##### Dataset content
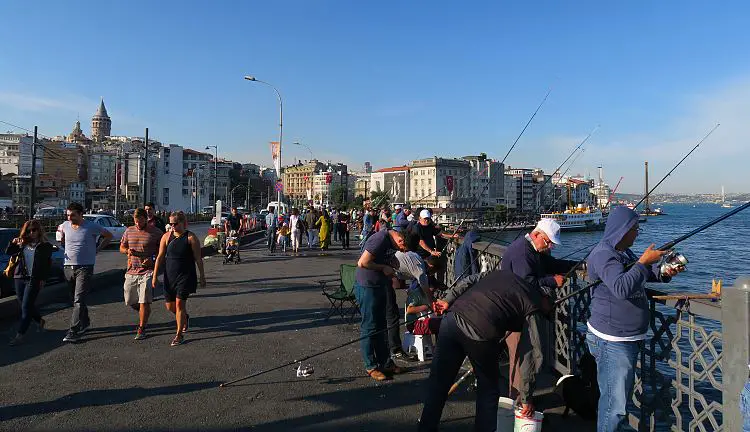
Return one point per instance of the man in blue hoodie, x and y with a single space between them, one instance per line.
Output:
619 312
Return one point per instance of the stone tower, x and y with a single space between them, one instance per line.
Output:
101 124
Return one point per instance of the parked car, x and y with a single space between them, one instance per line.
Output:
49 213
108 222
6 285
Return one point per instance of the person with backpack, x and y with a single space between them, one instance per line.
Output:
33 255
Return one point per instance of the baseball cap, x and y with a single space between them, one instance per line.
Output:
551 228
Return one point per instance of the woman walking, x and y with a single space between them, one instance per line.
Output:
324 223
179 253
297 225
34 255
##########
■ **Brief**:
Copy out the whole listing with its requests. Multiply each x and y coordinate in the outputs by 0.9, round to whole numbers with halves rounded up, and leave out the picture lines.

■ **Task output**:
Return one point per instance of the man in blue hoodie, x and y with a single space between them, one instance per line.
Output:
557 281
Return one point per instance of the stone tower, x and y with a single space between them, one instance per line.
Output:
91 112
Return one point per instance of the parked car, x and y with a single space between them, one instance per line.
Output:
44 192
97 200
5 257
Return one point per instance of the person with backpack, x and y with a single space between them, one instance per line.
Output:
30 230
Return one point per instance of the baseball cap, x and y with a single space between them, one instance per line.
Output:
496 205
Return one point per instance of the woman walking, x and y with a single space between them, one instance per line.
Output:
292 201
161 228
267 203
31 230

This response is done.